▸ Given passage:
▽
In six months, almost 700,000 Rohingya refugees have arrived in Bangladesh. MSF significantly increases operations, employing over 2,000 national and international staff on the ground in response.
Staff hear from patients like Humaira who continue to face hardship since fleeing Myanmar. When Humaira lost her husband, she decided to flee with her seven-year-old son, despite being heavily pregnant. She went into labour during the journey, and sought care for her malnourished daughter at MSF’s healthcare centre in Jamtoli.
The crisis is not over: people are still fleeing from Myanmar to Bangladesh, fearing for their lives and seeking safety. A few hundred people continue to arrive in Bangladesh every week. The newly arrived refugees say they feel unsafe, threatened and harassed at home, in villages that are often abandoned; they try to sell their goods in any way they can in order to board a boat.
Subi crossed the border on 7 March: “My husband was killed, and my daughter’s husband disappeared. Many people have been killed or are lost. I hope all of this will finish one day but I can’t tell what the future holds. Like many others, we were obliged to abandon our villages, our houses, our land, our animals… I feel exhausted and unable to walk. I haven’t eaten for three days. It’s very hard.”
MSF opens a new hospital at the heart of the mega camp on 14 April. Dubbed the ‘hospital on the hill’, the facility has the capacity to support 100 inpatients. This is in addition to MSF’s four other inpatient health facilities providing 24-hour support: Kutupalong, Balukhali, Goyalmara Hospital and the Rubber Garden outbreak response centre.
MSF treated 377 survivors of sexual and gender-based violence between 25 August and 30 April, aged between nine and 50 years old. However, the real number of SGBV survivors is impossible to determine as this is likely only a fraction of all cases.
△
▸ Exercise set:
• A. According to the passage on the Rohingya refugee crisis, how many survivors of sexual and gender-based violence did MSF treat between 25 August and 30 April?
• B. Recast the paragraph of the passage on the Rohingya refugee crisis that begins "MSF opens a new hospital" as a short bulleted list, keeping its main facts.
• C. Carry on the passage on the Rohingya refugee crisis from its final sentence.
The listing after this point has no role in this work.

Stored records:
▽
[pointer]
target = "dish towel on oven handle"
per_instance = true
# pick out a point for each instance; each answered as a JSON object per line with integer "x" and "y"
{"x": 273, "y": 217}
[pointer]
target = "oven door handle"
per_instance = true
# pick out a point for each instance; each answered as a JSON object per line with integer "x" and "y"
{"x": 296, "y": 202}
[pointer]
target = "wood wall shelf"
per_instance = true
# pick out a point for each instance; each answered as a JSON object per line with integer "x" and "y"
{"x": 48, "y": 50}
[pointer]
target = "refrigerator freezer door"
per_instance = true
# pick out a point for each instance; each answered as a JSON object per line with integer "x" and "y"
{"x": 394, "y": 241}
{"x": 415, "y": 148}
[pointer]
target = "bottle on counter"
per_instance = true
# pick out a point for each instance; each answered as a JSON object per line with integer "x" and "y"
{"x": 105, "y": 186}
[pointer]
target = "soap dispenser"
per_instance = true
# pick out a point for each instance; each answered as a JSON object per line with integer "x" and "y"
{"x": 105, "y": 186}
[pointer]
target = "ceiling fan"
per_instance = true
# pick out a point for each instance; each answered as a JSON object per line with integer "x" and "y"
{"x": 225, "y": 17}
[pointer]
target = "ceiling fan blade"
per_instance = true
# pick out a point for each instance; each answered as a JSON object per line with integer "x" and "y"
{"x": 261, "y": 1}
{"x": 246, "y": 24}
△
▸ Task-by-task results:
• A. MSF treated 377 survivors of sexual and gender-based violence in that period.

• B.
- MSF opened a new hospital at the heart of the mega camp on 14 April.
- Known as the "hospital on the hill," it can support 100 inpatients.
- It adds to MSF's four other inpatient facilities offering 24-hour support: Kutupalong, Balukhali, Goyalmara Hospital and the Rubber Garden outbreak response centre.

• C.
MSF staff care for survivors who are referred for treatment as a result of trauma, including sexual assault and rape. Local community outreach workers visit people living in the settlements, informing them about the free services on offer, including treatment for sexual violence. MSF provides comprehensive healthcare, including mental health counselling.
The rainy season begins and increases the risk of landslides and the spread of disease, along with impeding access to healthcare. There’s a real risk that the flooding will infiltrate the latrines and increase the chance of waterborne disease.
Outside of the medical response, improving water and sanitation has been a major part of MSF’s work to prevent the spread of disease. To date, MSF has desludged 438 full or overflowing latrines and has built over 1,050 latrines – serving around 50,000 people every day. Teams have drilled ten deep productive boreholes – up to 200 metres – to provide clean water to MSF health facilities and piped networks which reach between 5,000 and 30,000 people each. Staff have drilled 296 tube wells and maintained the hand pumps to provide clean water to refugees where the topography does not allow such network construction.
MSF continues intensifying its activities focusing on mother-and-child healthcare. Only a minority of deliveries occur in a health facility, while home deliveries often happen in unsafe and unhygienic conditions.
Pictured Kate Edmonds, Australian midwife attends to Fatima and her newborn child in the Balukhali Hospital.
August marks 12 months since the start of the crisis. More than 706,000 Rohingya refugees have fled into neighbouring Bangladesh, bringing the total number of Rohingya hosted in Cox’s Bazar district to over 919,000. They remain without a safe place of resettlement. Over the past year, MSF has provided over 656,200 consultations, equivalent to more than two-thirds of Rohingya refugees, in 19 health facilities or mobile clinics.